_Document passage_
= = = = =

Is More Better?

Generally speaking, we live in a society where people value choice, and the general attitude is that more choice is better. That’s apparent when you walk down the bread aisle in the grocery store. Really? How many different ways can you package enriched wheat flour and high fructose corn syrup? Those commercials on TV advertising a particular phone service are funny. A guy sits around a table with a group of children and their responses are filmed after baiting them with questions like, “which is better – more or less?” Of course the kids scream out in unison that “more” is better. The problem is that despite our cultural biases, more is not always better.

This is very apparent in the number of investment options offered under a retirement plan. Studies have shown that too many choices for plan participants can be overwhelming and lead to analysis paralysis. In one often cited study, the University of Pennsylvania Wharton School Pension Research Council Working Paper 2003-10, it shows declining participation rates when there are more investment option choices, with a precipitous drop in participation rates when choices number thirty or more. With too many choices, the net result is that participants make poorer choices, or simply make no choice.

= = = = =

_Data provided_

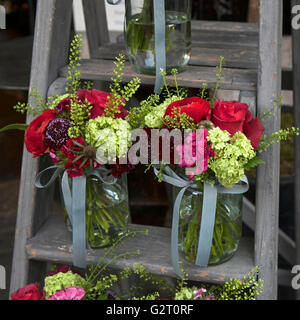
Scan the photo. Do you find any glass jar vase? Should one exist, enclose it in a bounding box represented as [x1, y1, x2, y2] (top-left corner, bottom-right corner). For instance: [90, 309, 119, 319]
[125, 0, 191, 75]
[178, 186, 243, 265]
[62, 174, 130, 249]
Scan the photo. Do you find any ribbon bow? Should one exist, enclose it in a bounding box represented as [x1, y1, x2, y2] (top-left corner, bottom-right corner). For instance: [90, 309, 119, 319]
[154, 167, 249, 277]
[35, 166, 117, 268]
[107, 0, 166, 94]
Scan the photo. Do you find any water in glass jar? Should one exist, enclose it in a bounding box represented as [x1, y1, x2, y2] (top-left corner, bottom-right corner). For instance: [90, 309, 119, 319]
[126, 11, 191, 74]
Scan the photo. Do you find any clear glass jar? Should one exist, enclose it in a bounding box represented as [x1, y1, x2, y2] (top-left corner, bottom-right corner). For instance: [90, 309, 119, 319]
[178, 190, 243, 265]
[62, 174, 130, 249]
[125, 0, 191, 75]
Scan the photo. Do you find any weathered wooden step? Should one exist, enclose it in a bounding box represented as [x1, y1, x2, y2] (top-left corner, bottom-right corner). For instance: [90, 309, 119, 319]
[94, 43, 258, 69]
[59, 59, 257, 91]
[26, 216, 254, 283]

= = = = =

_Set task 1_
In the article "Is More Better?", at what number of investment options does the cited study show a precipitous drop in participation rates?
_Set task 2_
Transcribe the part of the article "Is More Better?" that opens with the words containing "This is very" and closes with "make no choice.".
The records have no connection to the article "Is More Better?"

_Correct result 1_
Thirty or more.

_Correct result 2_
This is very apparent in the number of investment options offered under a retirement plan. Studies have shown that too many choices for plan participants can be overwhelming and lead to analysis paralysis. In one often cited study, the University of Pennsylvania Wharton School Pension Research Council Working Paper 2003-10, it shows declining participation rates when there are more investment option choices, with a precipitous drop in participation rates when choices number thirty or more. With too many choices, the net result is that participants make poorer choices, or simply make no choice.